*Data to process:*
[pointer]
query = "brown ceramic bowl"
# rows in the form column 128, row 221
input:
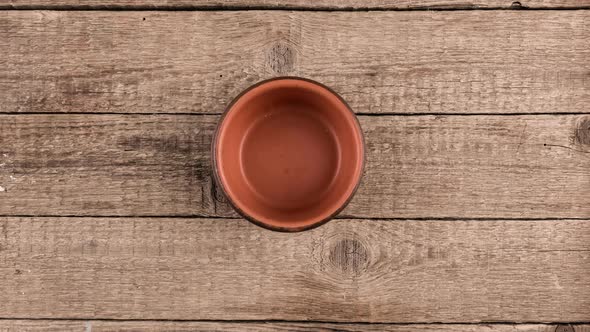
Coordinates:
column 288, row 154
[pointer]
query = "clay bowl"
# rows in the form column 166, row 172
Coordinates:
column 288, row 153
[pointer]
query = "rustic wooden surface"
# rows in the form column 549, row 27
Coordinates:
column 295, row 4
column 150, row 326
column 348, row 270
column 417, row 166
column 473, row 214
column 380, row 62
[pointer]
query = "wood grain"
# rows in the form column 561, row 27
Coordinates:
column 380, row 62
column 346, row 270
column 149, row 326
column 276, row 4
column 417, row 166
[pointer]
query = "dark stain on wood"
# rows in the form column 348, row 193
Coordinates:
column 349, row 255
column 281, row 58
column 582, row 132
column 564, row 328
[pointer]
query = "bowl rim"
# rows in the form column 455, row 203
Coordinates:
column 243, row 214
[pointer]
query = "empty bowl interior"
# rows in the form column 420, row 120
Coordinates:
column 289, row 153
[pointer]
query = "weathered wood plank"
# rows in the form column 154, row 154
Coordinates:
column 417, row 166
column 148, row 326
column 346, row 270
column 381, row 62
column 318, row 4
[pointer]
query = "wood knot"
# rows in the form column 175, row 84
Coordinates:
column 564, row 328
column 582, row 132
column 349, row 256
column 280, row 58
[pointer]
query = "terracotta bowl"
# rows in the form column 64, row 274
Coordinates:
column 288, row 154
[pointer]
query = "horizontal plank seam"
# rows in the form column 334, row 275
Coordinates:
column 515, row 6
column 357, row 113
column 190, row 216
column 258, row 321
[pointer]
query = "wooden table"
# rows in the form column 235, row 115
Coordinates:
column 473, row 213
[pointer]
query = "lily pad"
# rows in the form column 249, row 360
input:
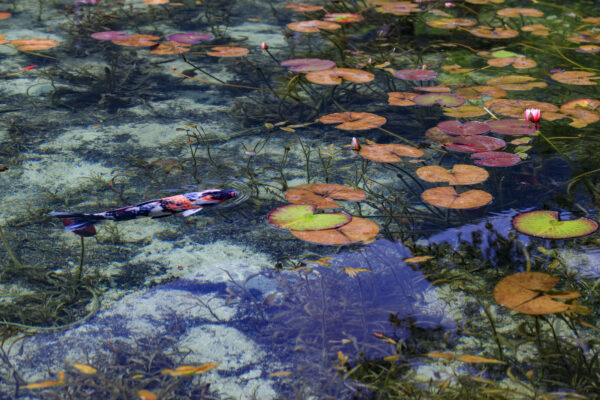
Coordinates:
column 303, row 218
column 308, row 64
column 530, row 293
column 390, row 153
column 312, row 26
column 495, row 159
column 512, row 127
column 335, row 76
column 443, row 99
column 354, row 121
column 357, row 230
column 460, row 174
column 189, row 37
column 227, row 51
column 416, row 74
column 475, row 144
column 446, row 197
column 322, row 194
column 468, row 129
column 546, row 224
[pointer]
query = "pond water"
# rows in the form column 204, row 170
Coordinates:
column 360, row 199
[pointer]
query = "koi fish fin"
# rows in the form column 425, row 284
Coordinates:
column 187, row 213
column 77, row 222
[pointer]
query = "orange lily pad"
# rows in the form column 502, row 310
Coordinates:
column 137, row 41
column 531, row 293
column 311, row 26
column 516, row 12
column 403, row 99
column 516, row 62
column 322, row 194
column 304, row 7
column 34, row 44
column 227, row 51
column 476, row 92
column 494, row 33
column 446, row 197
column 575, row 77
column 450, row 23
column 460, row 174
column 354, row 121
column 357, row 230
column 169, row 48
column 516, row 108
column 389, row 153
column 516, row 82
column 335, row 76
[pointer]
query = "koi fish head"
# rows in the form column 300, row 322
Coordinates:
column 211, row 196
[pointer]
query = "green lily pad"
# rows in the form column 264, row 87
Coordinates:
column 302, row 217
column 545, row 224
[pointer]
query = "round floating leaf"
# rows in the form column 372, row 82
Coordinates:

*Task details:* Reproduce every line from the preceding data in which the word "bowl" can be found.

*Response area:*
query = "brown ceramic bowl"
query = "clay bowl"
query = "bowl rim"
query = "empty bowl interior"
query = "terracotta bowl"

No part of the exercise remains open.